INSTRUCTIONS ->
(1) Print the passage of the forum thread that starts at the words "Here is a link" and ends after "really high retail...", copying it word for word.
(2) Return each line of the listing that contains the string "front". Case counts.

# Introducing TIGHT Inflatables by RMR



## Tinaa (Mar 4, 2021)

These look so cool. I have a phat cat and love it but would love this for longer trips. Are y’all still producing these?


----------



## RMrafts (Feb 12, 2008)

Tinaa said:


> These look so cool. I have a phat cat and love it but would love this for longer trips. Are y’all still producing these?


Hi Tina, 
The TI CatFish is out of stock and currently not in production. RMR will be replacing this model with an RMR version later this year/early next year. Make sure you are following the RMR social for updates!


----------



## TJP (Nov 20, 2020)

Did we all just get catfished?


----------



## mrb258 (6 mo ago)

I just bought one of these second hand, in great shape but having a hard time finding any information besides basics. Im taking it out for the first time today to see how it rows but any more information would be great. Thank you


----------



## Chapmatterson31 (May 4, 2021)

Not sure if it's just me, but it seems the link for Tight Inflatables is broken. Sounds like a pretty sweet little rig though!


----------



## caverdan (Aug 27, 2004)

It's broken for me too.....but it's an old post from march of 2019.


----------



## mrb258 (6 mo ago)

I heard tight went out of business or got absorbed by RMR not sure. They are still selling Sleeping pads on RMR website. The tight inflatables website doesn’t work for me either.


----------



## Chapmatterson31 (May 4, 2021)

caverdan said:


> It's broken for me too.....but it's an old post from march of 2019.


Oops I didn't notice that. Thanks for point that out.


----------



## Dangerfield (May 28, 2021)

Here is a link that works/show's the craft.









RMR and Tight Inflatable Release New Angler Boat, the CatPhish - Paddling Life


After frustration with some of the angler boats on the market, Rocky Mountain Raft’s sister company Tight Inflatables, releases their new fishing boat, the CatPhish. “While researching personal fishing crafts online we determined that there were many sub par boats built at a really high retail...




paddlinglife.com


----------



## railnruts (5 mo ago)

RMrafts said:


> Hi Tina,
> The TI CatFish is out of stock and currently not in production. RMR will be replacing this model with an RMR version later this year/early next year. Make sure you are following the RMR social for updates!


Is RMR still going to re-release this boat? A few of us were discussing 4 person paddlecats at the Gauley this past weekend and I brought this boat up. Everyone chatting about it was a fan of the phat cat and agreed it would be awesome to be able to buy this boat from RMR.


----------

LISTING ->
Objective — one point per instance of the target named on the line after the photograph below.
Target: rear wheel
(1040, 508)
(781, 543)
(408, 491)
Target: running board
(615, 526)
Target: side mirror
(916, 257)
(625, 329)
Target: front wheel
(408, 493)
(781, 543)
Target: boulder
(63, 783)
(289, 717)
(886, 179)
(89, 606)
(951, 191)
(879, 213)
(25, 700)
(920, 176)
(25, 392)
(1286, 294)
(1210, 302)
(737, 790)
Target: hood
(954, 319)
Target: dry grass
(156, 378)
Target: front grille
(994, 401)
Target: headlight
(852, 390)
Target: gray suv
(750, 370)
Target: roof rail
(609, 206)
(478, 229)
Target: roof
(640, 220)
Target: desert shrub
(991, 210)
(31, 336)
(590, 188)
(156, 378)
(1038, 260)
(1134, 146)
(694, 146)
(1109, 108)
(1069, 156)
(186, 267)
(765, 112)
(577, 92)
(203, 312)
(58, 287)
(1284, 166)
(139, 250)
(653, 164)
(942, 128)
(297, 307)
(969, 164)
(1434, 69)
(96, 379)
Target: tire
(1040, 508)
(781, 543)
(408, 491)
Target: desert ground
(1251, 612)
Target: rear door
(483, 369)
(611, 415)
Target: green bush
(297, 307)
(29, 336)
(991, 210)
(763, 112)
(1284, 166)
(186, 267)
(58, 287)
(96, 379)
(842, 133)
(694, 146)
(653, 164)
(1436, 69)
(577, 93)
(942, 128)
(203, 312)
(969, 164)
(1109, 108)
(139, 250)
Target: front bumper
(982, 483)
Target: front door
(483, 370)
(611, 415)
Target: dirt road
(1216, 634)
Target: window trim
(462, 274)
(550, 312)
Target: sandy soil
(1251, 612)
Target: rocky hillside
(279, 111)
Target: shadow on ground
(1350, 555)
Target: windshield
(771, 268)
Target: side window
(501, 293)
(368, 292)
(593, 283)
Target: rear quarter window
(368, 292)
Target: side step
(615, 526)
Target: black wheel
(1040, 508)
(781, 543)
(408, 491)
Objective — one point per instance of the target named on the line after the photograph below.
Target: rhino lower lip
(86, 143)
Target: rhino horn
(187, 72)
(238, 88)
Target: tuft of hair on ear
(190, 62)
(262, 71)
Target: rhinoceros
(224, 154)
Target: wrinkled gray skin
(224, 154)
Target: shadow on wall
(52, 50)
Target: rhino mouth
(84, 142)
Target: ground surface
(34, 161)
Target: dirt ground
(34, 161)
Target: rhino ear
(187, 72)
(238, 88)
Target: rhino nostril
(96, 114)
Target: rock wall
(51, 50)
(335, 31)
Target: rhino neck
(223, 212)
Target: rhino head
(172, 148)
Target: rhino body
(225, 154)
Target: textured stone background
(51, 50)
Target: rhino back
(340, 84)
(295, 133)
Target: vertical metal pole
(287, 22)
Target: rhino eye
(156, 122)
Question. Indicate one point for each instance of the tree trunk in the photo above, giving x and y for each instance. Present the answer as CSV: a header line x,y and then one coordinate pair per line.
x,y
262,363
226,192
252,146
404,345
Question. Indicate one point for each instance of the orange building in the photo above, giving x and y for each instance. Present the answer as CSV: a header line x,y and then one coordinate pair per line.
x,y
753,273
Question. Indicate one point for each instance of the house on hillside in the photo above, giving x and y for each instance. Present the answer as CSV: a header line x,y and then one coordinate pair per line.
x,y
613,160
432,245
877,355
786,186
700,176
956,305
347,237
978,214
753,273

==

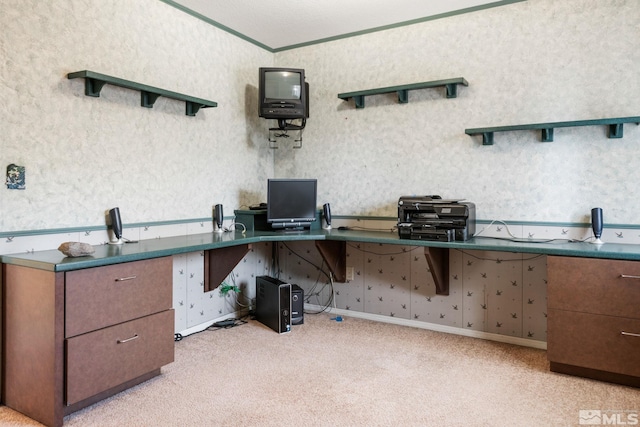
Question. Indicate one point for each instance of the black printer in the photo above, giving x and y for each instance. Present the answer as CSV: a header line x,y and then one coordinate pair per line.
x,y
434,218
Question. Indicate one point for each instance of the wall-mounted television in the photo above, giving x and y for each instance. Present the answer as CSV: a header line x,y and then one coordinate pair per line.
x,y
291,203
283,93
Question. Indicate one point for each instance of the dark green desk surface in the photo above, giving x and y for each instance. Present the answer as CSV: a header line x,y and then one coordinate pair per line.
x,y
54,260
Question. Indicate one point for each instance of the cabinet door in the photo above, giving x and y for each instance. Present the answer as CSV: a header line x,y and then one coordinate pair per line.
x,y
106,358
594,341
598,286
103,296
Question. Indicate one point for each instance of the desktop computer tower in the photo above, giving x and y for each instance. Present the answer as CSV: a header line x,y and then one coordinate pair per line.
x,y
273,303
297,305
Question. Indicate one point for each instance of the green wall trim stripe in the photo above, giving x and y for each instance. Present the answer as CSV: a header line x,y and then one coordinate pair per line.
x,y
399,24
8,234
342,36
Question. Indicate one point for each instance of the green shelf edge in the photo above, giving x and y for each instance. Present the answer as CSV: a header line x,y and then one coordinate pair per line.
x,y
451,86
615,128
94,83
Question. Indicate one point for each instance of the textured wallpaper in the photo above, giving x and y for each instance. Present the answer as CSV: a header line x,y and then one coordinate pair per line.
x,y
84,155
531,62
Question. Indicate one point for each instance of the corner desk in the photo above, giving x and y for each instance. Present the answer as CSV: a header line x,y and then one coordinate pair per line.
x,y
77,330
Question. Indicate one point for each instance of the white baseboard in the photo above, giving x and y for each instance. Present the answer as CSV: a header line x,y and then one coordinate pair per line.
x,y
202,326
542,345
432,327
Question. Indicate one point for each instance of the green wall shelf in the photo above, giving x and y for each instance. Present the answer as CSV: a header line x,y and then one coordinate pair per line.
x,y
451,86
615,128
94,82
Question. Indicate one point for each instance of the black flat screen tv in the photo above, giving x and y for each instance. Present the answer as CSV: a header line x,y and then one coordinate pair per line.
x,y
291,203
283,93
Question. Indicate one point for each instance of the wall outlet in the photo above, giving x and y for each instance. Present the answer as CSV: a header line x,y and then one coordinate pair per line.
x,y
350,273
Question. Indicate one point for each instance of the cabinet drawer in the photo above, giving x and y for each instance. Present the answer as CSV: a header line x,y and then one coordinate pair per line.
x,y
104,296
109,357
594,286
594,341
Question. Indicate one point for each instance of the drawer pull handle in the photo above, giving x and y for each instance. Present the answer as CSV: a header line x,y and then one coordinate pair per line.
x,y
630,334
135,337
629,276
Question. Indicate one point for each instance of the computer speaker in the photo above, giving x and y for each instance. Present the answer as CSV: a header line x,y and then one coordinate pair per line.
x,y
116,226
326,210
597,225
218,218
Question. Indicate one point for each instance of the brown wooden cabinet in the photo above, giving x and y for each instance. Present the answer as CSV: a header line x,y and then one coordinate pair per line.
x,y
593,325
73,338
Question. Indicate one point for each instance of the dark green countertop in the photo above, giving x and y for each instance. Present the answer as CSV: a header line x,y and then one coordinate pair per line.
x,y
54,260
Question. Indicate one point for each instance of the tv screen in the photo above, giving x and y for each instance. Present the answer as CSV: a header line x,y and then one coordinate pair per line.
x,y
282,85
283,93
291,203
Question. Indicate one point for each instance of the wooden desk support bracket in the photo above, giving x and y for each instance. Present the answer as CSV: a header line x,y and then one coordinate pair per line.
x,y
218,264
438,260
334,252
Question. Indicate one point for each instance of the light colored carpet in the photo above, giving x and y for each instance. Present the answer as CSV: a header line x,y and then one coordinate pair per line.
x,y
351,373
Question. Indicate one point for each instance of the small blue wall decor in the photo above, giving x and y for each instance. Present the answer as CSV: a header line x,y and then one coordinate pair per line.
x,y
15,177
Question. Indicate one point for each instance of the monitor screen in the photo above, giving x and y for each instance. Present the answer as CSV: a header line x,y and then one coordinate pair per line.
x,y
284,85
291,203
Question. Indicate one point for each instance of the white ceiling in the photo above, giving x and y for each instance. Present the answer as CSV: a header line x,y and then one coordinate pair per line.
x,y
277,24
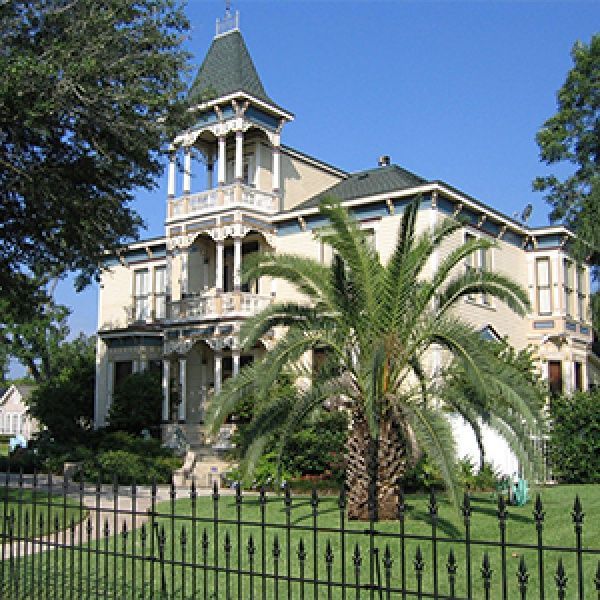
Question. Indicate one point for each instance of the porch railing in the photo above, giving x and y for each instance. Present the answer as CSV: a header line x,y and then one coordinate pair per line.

--

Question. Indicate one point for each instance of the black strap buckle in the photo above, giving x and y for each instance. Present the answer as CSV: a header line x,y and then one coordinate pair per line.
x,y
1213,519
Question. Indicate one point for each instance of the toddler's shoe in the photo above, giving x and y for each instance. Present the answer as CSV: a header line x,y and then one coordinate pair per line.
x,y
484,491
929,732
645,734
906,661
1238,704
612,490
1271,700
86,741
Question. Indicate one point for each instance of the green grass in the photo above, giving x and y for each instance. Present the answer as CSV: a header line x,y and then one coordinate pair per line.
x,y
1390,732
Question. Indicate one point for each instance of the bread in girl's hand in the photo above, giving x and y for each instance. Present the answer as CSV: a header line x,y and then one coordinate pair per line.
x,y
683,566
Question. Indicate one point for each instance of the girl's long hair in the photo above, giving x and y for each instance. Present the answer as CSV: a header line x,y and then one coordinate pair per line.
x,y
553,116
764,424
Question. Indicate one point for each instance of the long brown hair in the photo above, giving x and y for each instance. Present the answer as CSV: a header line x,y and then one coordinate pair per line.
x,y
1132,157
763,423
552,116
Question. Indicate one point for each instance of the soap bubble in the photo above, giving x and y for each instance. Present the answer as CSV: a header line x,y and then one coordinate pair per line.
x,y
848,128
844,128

RESPONSE LIST ->
(1)
Here is a link that works/show's the craft.









RMR and Tight Inflatable Release New Angler Boat, the CatPhish - Paddling Life


After frustration with some of the angler boats on the market, Rocky Mountain Raft’s sister company Tight Inflatables, releases their new fishing boat, the CatPhish. “While researching personal fishing crafts online we determined that there were many sub par boats built at a really high retail...

(2)
Target: front wheel
Target: front grille
Target: front bumper
Target: front door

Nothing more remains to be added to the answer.